===== Source text

There are lots of pressures I feel as a female sportsperson. As a woman, I think you're caught in a Catch 22 situation, where on the one hand you just want to be known for your performance and the athlete that you are. Yet at the same time, you have to work hard to gain any kind of visibility, and even to get any type of endorsement deal.
As female hockey players, we often have nothing more than a stick contract, which is usually a very small amount of money. So, to change that into something more professional, and to gain more media attention, you have to do things that athletes in other sports simply don't have to do. You have to do lots of photo shoots and media (which I actually enjoy!) - but at the same time you don't want it to take away from what you do on the field. Serena Williams has spoken powerfully about this balance and she's a fantastic ambassador for female sports stars everywhere. I find it interesting that she's the greatest female tennis player of all time, yet she's had to do things that the likes of Roger Federer haven't in order to gain that level of fame.
I try to use the media as a tool to drive the profile of my sport. If we want hockey to be seen as professional - if we want to compete for better TV broadcasting rights and more newspaper articles - then we have to work with the media to get the best for us, as well as the best for them.
However, during the Olympics my teammates and I decided as a squad that we were going to come off social media altogether until the end of the tournament. That was a massive decision because we are all very active on social media and because it's such an important part of engaging with fans. But we had a conversation as a group about the dangers of social media and the negative impact it can have. For example, some of my teammates have had comments online about how they look in a skirt, or commenting on their body shape. We weren't prepared for that, and nobody should have to deal with that.
If something like that knocks one person on the team, it affects the whole team. Our coach spoke passionately about the power of social media, and said that the best way to build our reputation was to focus everything on winning medals - not on curating an online fan base. Of course, we love tweeting and posting on Instagram, and we love interacting with fans and sponsors - but it's important to know when to switch on and when to switch off. Our gold medals show that the approach was the right one!
But it's vital to engage with fans in person too - not just online. I've absolutely loved going into schools and talking about my background, what I was like when I was their age, and giving them the opportunity to ask me any questions. Kids can be quite unfiltered in their questioning so they often ask me anything!

==========

Short task ->
Answer these questions from the hockey player's account above.
1. What kind of contract does the account say female hockey players often have?
2. What did the squad decide to do during the Olympics?
3. According to the coach, what was the best way to build the team's reputation?

===== Information supplied

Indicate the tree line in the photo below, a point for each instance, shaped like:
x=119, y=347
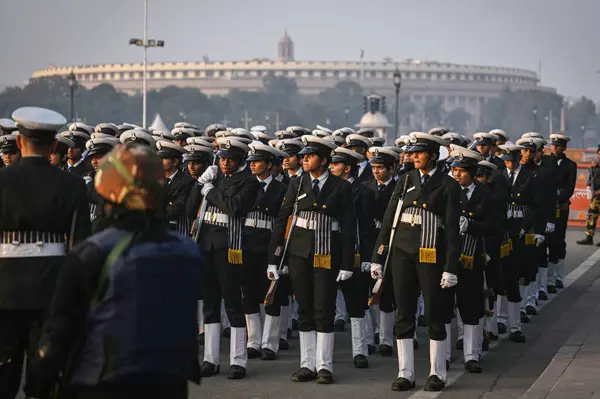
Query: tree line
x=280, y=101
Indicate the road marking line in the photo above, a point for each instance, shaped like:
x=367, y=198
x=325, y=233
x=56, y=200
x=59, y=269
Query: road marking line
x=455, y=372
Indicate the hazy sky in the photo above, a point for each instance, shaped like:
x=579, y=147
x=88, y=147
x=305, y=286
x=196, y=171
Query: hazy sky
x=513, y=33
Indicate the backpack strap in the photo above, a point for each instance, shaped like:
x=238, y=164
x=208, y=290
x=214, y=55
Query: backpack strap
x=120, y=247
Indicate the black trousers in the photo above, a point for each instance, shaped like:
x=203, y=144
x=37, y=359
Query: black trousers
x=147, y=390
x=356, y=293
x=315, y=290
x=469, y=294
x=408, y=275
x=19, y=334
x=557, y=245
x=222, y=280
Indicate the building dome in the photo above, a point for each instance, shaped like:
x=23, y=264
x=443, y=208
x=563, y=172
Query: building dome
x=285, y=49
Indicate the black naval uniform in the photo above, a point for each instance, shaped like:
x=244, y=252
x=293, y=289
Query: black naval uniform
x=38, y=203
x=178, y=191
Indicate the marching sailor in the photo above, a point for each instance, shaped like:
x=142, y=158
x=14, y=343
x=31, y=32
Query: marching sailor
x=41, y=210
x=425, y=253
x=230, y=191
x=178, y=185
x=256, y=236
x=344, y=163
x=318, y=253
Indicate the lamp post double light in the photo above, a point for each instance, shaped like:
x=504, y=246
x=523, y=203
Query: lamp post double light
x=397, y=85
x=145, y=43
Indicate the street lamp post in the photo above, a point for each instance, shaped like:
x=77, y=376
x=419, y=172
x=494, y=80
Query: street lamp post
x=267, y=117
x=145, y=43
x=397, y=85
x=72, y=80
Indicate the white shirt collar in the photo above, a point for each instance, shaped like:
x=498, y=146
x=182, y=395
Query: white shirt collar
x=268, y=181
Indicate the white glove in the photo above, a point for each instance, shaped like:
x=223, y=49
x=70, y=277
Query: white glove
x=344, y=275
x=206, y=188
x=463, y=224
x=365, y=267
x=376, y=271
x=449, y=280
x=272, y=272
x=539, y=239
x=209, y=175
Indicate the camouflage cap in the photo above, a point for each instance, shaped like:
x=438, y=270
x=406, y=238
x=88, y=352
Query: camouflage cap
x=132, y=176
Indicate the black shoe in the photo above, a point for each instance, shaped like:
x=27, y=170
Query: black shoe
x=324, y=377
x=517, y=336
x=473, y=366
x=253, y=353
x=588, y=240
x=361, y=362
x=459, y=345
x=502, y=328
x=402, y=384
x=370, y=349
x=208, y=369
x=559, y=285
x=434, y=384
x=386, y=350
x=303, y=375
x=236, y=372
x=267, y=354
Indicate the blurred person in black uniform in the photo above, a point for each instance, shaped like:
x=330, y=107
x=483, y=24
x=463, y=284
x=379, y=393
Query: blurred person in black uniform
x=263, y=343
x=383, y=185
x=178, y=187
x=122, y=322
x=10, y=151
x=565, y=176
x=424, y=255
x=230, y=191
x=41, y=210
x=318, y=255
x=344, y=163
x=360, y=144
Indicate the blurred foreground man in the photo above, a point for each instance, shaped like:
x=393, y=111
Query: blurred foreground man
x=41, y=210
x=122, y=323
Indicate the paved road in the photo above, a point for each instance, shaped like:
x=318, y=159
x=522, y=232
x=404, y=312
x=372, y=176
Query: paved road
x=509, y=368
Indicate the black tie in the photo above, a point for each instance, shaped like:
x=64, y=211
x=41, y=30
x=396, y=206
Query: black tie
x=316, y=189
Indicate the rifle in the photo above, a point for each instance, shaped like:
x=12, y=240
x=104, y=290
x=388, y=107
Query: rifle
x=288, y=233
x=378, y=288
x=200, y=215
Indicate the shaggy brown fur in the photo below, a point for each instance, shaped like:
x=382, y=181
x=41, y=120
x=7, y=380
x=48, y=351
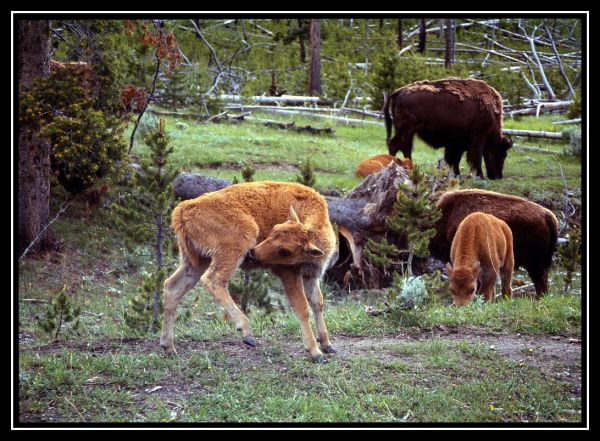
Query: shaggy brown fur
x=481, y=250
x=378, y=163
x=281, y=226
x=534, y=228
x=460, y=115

==========

Answer to the exercise ->
1. A stick contract, which is usually a very small amount of money.
2. To come off social media altogether until the end of the tournament.
3. To focus everything on winning medals, not on curating an online fan base.